**Extract to read:**

·····

Session: 03-03-01: Applications of AI

Paper Number: 162003

162003 - Influence of Surface Structure on Graphene Formation via Thermal Decomposition of Silicon Carbide 

Numerous applications of silicon carbide (SiC) are critically dependent on the structural and thermodynamic properties of its surfaces and interfaces. Among these is the synthesis of graphene, a material with promising potential in electronic applications. However, synthesizing graphene involves complex thermo-mechanical processes, limiting its adoption. In recent years, the thermal decomposition of silicon carbide (SiC) has been increasingly explored as a method for graphene growth. The growth behavior of graphene from SiC strongly depends on its surface termination (carbon or silicon) and requires a good understanding of numerous surface reconstructions under varying environmental conditions. Our knowledge of graphene growth quality and mechanisms from different surface reconstructions and the associated surface kinetics is limited. Disparities exist between experimental and ab initio findings, e.g., the most favorable 3C-SiC(001) surface predicted via DFT is not observed experimentally. Our work attempts to reconcile these differences by bridging the gap between quantum and microscale studies with atomistic scale studies powered by machine-learned Ultra-Fast Force-Fields (UF³) trained on ab initio data. We investigate possible surface reconstructions using genetic algorithms and study their thermodynamic stability as a function of temperature and pressure. After obtaining an understanding of SiC surface thermodynamics, we aim to unravel the nuances of graphene formation via SiC thermal decomposition from different SiC surface reconstructions at spatial and temporal scales that are too challenging to capture via either experimental or ab initio approaches. Molecular dynamics simulations are performed to study the thermal decomposition of SiC and the resulting graphene formation from various surface structures and geometries, and the kinetics of graphene formation under various environmental conditions are studied. We present our findings and their implications with respect to greater graphene adoption.

Presenting Author: Salil Bavdekar Illinois State University

Presenting Author Biography: Dr. Bavdekar joined Illinois State University in 2024 as a founding assistant professor of Mechanical Engineering. His research in the interconnected fields of engineering mechanics and materials science focuses on understanding and manipulating the behavior of materials under extreme conditions, with applications in aerospace, defense, and energy technologies. He applies a combination of theoretical analyses, computational simulations, experimental investigations, and data-driven approaches to uncover the links between material chemistry, microstructure, mechanical properties, and engineering performance.

·····

Dataset rows

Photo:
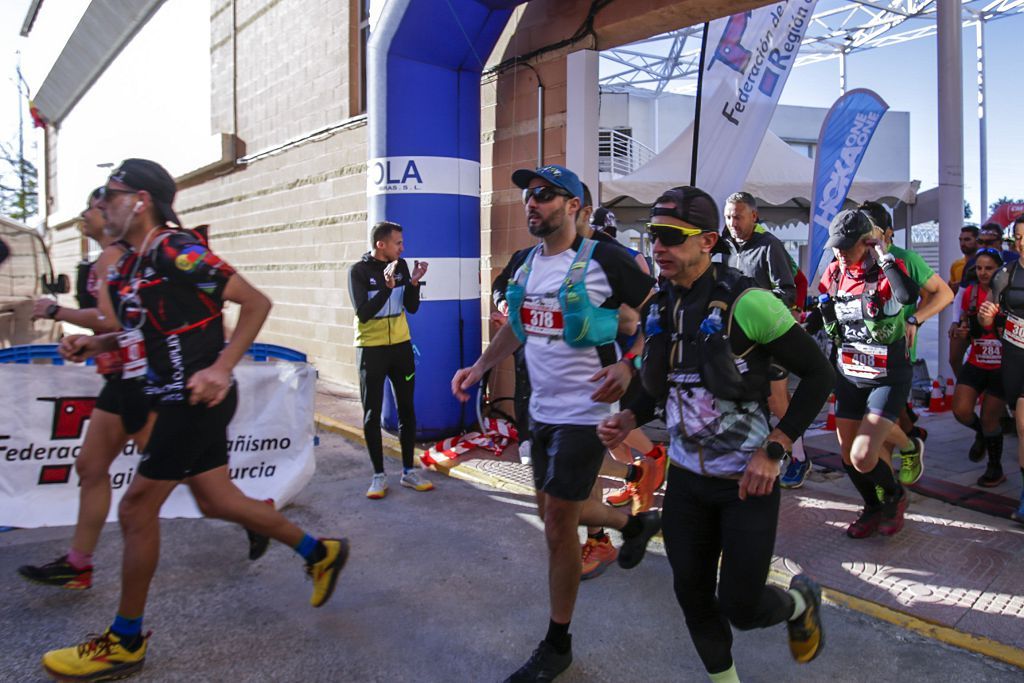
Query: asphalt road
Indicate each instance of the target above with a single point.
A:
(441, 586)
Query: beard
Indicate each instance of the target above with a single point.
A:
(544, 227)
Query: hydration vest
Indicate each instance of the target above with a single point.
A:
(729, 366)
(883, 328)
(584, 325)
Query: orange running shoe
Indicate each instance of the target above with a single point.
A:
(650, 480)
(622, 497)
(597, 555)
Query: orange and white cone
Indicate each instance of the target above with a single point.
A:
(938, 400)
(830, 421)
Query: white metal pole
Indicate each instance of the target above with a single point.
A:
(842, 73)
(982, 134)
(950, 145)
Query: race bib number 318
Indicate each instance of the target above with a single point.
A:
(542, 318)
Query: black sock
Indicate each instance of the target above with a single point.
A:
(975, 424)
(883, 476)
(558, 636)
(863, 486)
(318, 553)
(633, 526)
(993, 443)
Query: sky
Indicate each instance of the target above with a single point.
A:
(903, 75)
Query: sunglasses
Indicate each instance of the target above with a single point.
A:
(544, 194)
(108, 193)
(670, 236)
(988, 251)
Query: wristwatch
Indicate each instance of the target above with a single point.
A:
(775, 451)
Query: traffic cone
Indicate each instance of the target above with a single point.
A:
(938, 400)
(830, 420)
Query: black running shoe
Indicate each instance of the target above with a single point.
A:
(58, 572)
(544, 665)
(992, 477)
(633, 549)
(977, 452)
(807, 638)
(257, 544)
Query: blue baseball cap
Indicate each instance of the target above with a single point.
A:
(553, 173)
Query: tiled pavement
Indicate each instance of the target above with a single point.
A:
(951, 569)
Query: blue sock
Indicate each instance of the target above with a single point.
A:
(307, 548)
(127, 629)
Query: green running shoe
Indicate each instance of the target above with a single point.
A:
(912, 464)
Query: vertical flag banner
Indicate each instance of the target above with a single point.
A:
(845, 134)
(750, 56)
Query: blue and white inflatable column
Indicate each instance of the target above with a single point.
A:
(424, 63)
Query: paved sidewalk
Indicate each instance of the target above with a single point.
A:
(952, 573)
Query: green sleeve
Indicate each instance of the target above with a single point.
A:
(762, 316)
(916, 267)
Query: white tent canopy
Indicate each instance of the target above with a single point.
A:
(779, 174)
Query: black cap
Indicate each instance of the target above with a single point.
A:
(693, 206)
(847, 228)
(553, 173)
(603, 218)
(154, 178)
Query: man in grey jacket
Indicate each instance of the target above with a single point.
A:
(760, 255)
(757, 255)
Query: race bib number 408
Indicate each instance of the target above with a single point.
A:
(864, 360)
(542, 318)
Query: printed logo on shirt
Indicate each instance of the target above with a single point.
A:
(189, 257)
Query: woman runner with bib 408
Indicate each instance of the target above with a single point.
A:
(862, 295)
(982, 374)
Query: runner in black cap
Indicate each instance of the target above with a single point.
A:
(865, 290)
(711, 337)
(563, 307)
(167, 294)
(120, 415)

·····

**What the exercise asks:**
Transcribe the passage of the conference abstract on graphene formation that lies between "Presenting Author Biography: Dr." and "and engineering performance.", inclusive. These rows were taken from a source other than the text.

**Exercise response:**
Presenting Author Biography: Dr. Bavdekar joined Illinois State University in 2024 as a founding assistant professor of Mechanical Engineering. His research in the interconnected fields of engineering mechanics and materials science focuses on understanding and manipulating the behavior of materials under extreme conditions, with applications in aerospace, defense, and energy technologies. He applies a combination of theoretical analyses, computational simulations, experimental investigations, and data-driven approaches to uncover the links between material chemistry, microstructure, mechanical properties, and engineering performance.